* [Challenge]
Would you write out the listing verbatim and skip every picture in it?

* [Record set]

--------------------------------------------------

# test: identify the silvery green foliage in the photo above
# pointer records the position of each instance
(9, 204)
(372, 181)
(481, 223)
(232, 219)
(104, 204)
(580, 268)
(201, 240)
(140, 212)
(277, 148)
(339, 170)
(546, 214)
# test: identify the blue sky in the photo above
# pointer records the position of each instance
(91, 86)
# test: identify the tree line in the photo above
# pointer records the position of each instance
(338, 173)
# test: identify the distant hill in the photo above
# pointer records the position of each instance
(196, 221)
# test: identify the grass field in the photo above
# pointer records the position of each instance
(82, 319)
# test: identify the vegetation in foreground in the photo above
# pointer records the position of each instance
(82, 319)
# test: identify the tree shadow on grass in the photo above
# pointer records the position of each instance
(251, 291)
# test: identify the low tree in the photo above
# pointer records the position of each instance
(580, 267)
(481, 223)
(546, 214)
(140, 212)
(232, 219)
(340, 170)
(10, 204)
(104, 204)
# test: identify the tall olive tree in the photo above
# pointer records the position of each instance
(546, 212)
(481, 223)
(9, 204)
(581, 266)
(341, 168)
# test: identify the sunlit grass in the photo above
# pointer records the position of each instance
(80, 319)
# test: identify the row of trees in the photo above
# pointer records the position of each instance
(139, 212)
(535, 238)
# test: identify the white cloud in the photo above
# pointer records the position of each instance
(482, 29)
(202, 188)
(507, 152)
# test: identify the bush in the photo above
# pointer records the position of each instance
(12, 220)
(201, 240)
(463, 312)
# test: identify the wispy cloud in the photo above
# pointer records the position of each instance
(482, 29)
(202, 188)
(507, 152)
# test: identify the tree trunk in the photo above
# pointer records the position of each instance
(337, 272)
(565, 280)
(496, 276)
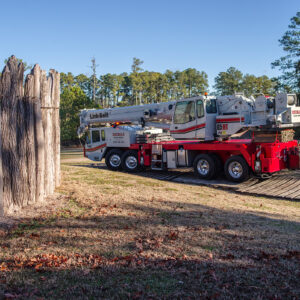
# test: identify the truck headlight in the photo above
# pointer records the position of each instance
(257, 166)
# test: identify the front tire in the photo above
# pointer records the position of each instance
(204, 166)
(236, 169)
(130, 161)
(113, 160)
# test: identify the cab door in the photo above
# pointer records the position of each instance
(201, 119)
(184, 123)
(95, 148)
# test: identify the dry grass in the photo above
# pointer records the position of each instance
(117, 235)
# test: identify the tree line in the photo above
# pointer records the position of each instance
(141, 86)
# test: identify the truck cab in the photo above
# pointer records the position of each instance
(194, 118)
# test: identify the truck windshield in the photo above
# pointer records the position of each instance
(211, 106)
(184, 112)
(88, 137)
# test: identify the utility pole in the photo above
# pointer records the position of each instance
(94, 76)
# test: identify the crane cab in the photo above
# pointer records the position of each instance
(194, 118)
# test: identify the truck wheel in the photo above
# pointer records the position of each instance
(236, 169)
(130, 162)
(218, 163)
(113, 160)
(204, 166)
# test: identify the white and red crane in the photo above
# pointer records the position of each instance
(204, 132)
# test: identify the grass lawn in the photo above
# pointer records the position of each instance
(117, 235)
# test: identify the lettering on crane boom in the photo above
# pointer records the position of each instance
(99, 115)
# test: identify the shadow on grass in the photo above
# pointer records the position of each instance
(251, 256)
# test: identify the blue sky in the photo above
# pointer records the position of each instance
(207, 35)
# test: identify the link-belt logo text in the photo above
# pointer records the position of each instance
(99, 115)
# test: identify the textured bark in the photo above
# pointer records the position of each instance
(56, 127)
(30, 140)
(1, 175)
(30, 166)
(39, 135)
(11, 99)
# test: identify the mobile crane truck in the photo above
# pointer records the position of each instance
(204, 132)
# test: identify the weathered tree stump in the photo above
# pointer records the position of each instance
(30, 131)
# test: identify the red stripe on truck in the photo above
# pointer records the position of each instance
(95, 148)
(230, 120)
(188, 129)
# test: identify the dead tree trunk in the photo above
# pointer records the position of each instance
(1, 177)
(39, 135)
(11, 96)
(30, 124)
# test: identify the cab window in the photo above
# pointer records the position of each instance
(211, 106)
(95, 136)
(200, 109)
(102, 135)
(184, 112)
(88, 137)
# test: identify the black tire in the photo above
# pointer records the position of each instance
(113, 159)
(204, 166)
(236, 169)
(219, 164)
(130, 162)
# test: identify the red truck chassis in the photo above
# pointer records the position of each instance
(273, 156)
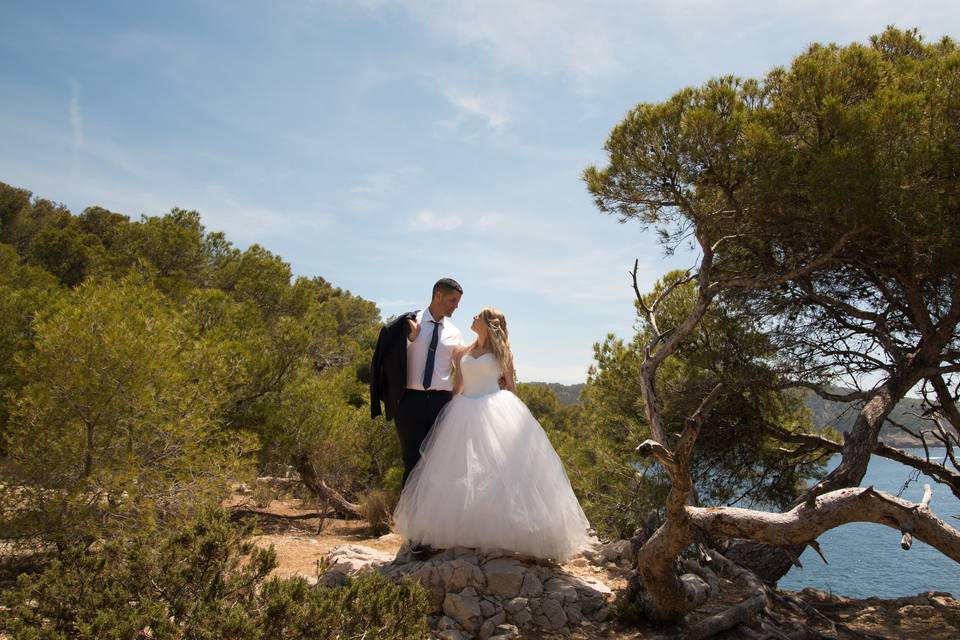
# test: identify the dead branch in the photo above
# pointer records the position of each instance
(806, 522)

--------------------------------------------------

* [Finished task]
# test: identify the silvery green foliage in the photo above
# pointer records the position of each instance
(9, 204)
(372, 181)
(481, 223)
(232, 219)
(104, 204)
(580, 268)
(201, 240)
(140, 212)
(277, 148)
(339, 170)
(546, 214)
# test: identify the blue sky in the photo above
# pointer records the position of each instance
(91, 86)
# test: identify the tree line in the photo above
# pointer records the position of each instance
(338, 173)
# test: identify the distant hill in the photo above
# pointer records the position of each instance
(196, 221)
# test: identify the grass field in the photo above
# pointer records the position of each instance
(82, 319)
# test: identify the vegetation in foreground in the photo above
# pointer records the position of each instance
(82, 319)
# test: identify the tree shadow on grass in the photo above
# pointer records the position of each instance
(251, 291)
# test: identify the low tree in the photo above
# pointer records the position of each instance
(580, 267)
(481, 223)
(546, 214)
(140, 212)
(232, 219)
(340, 170)
(10, 204)
(104, 204)
# test: identify the tall olive tree in the photo above
# pointer records the position of each instance
(546, 212)
(481, 223)
(9, 204)
(581, 266)
(341, 168)
# test: identify the sunlit grass in the photo above
# pointer records the position of each instance
(80, 319)
# test: identify the row of trees in the photo above
# pointer records the position of each instance
(139, 212)
(535, 238)
# test: identify the white cloud in the photo above
# pointer records the position of each instance
(482, 29)
(202, 188)
(507, 152)
# test: identify the bush in the photo above
# pointer records the position of each instance
(12, 220)
(201, 240)
(463, 312)
# test: identify the wispy cloud in the photo above
# pointer records the position of each instance
(482, 29)
(202, 188)
(507, 152)
# test: identify the tree trunk in the photo above
# pointer records the position of each instance
(337, 272)
(565, 280)
(496, 276)
# test: identify the truck headlight in the photo above
# pointer records the position of each instance
(257, 166)
# test: identify the front tire in the photo above
# pointer records the position of each instance
(204, 166)
(236, 169)
(130, 161)
(113, 160)
# test: identify the cab door in the photo above
# pointer records the position of each instance
(201, 119)
(184, 123)
(95, 148)
# test: identify the dry grass in the photo above
# pointer records the position of each instance
(117, 235)
# test: identify the tree line in the photo above
# pointer records the position of each instance
(141, 86)
# test: identify the truck cab in the photo above
# pointer records the position of each instance
(194, 118)
# test: identify the truck windshield in the photo above
# pointer records the position of each instance
(211, 106)
(184, 112)
(88, 137)
# test: identify the utility pole in the photo above
# pointer records the position of each instance
(94, 76)
# test: identify the crane cab in the photo above
# pointer records the position of each instance
(194, 118)
# test: identify the truck wheel in the photo above
# pointer records the position of each instance
(236, 169)
(130, 162)
(218, 163)
(113, 160)
(204, 166)
# test: identify the white and red crane in the photo above
# pointer records the position of each instance
(204, 132)
# test: identify the grass lawn in the photo above
# pointer records the position of each instance
(117, 235)
# test: identify the lettering on crane boom in the photo above
# pointer records the position of each instance
(99, 115)
# test: identify the shadow on grass in the photo above
# pointer records the position of each instance
(251, 256)
# test: identify the blue sky in the photo above
# pointer records the position of each instance
(207, 35)
# test: identify the link-belt logo text in the photo above
# pointer records the position of each instance
(99, 115)
# test: identify the textured bark in the photo above
# pointer records the position of each instance
(56, 127)
(30, 140)
(1, 175)
(30, 166)
(39, 135)
(11, 99)
# test: identify the mobile crane truck in the photo above
# pointer records the position of each instance
(204, 132)
# test: identify the weathered tree stump in the photo above
# pointer records the position of each instance
(30, 131)
# test: identify the red stripe on truck in the photo above
# pointer records the position of each instance
(95, 148)
(230, 120)
(188, 129)
# test: identify the dead tree trunk in the photo above
# pointer records the position of each instance
(1, 177)
(39, 135)
(11, 96)
(30, 124)
# test: identify the cab window in the photo above
# pointer records the position of each instance
(211, 106)
(95, 136)
(200, 109)
(102, 135)
(184, 112)
(88, 137)
# test: identify the black tire in the photo above
# pointer records the position of each instance
(113, 159)
(204, 166)
(236, 169)
(219, 164)
(130, 162)
# test: identify the red truck chassis in the photo above
# pointer records the position of each instance
(273, 156)
# test: identify the dead branch in the photo above
# pointer records the position of each instance
(806, 522)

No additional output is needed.